Problem statement:
Collect every line below that contains the string "yellow", matching case exactly, and copy each one out as it appears.

====== Given entries

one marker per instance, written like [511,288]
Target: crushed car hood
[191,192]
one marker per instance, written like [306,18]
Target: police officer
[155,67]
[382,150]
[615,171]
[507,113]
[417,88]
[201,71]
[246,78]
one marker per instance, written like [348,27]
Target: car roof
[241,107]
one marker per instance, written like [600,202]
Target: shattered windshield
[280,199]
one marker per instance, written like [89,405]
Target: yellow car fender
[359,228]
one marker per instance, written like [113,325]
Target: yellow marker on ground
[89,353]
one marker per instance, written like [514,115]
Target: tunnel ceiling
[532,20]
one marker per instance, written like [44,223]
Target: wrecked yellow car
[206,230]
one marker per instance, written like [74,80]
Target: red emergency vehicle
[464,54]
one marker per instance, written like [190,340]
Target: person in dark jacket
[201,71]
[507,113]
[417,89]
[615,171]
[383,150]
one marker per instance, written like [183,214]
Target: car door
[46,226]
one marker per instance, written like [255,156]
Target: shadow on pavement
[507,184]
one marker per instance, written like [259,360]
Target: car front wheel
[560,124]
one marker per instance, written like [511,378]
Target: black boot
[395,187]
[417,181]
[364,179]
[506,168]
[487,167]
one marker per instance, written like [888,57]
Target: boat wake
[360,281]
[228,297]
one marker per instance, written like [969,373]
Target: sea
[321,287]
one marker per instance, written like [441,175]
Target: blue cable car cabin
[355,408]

============
====== Given entries

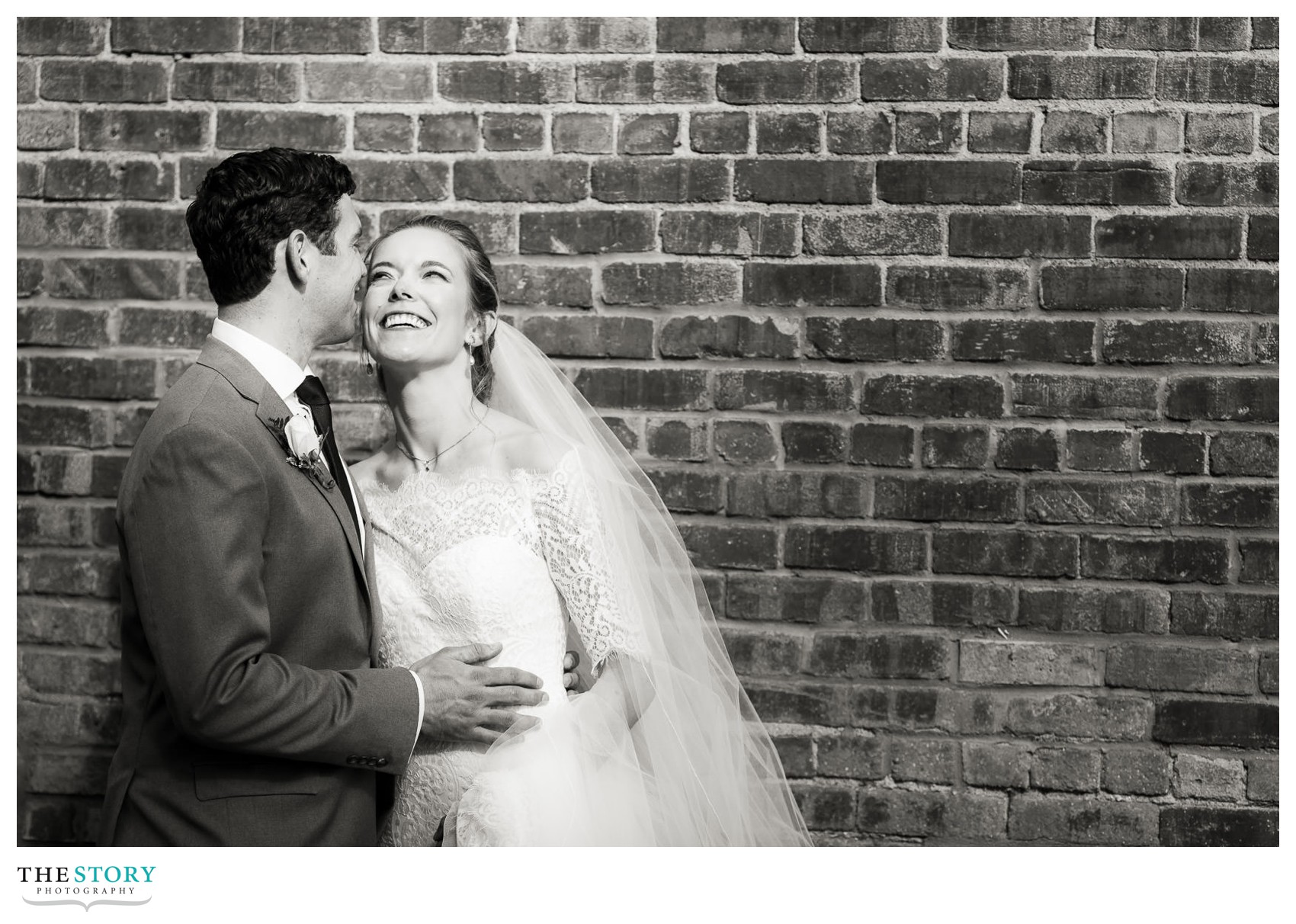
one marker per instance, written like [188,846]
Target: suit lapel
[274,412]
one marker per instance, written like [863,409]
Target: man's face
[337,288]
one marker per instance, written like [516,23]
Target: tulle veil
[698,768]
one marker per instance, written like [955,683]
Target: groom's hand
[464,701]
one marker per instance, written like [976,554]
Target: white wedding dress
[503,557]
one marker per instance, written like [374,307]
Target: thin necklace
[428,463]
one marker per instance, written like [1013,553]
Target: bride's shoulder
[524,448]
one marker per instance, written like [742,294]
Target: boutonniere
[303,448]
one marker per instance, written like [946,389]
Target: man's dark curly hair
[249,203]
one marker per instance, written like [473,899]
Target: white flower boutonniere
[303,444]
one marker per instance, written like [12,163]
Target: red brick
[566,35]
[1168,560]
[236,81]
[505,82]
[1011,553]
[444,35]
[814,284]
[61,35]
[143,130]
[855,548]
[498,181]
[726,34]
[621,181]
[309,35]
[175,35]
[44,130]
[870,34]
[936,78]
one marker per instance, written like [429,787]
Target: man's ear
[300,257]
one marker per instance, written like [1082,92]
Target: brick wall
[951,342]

============

Solution to the exercise:
Target: yellow car fender
Target: yellow marker on ground
Target: wrecked yellow car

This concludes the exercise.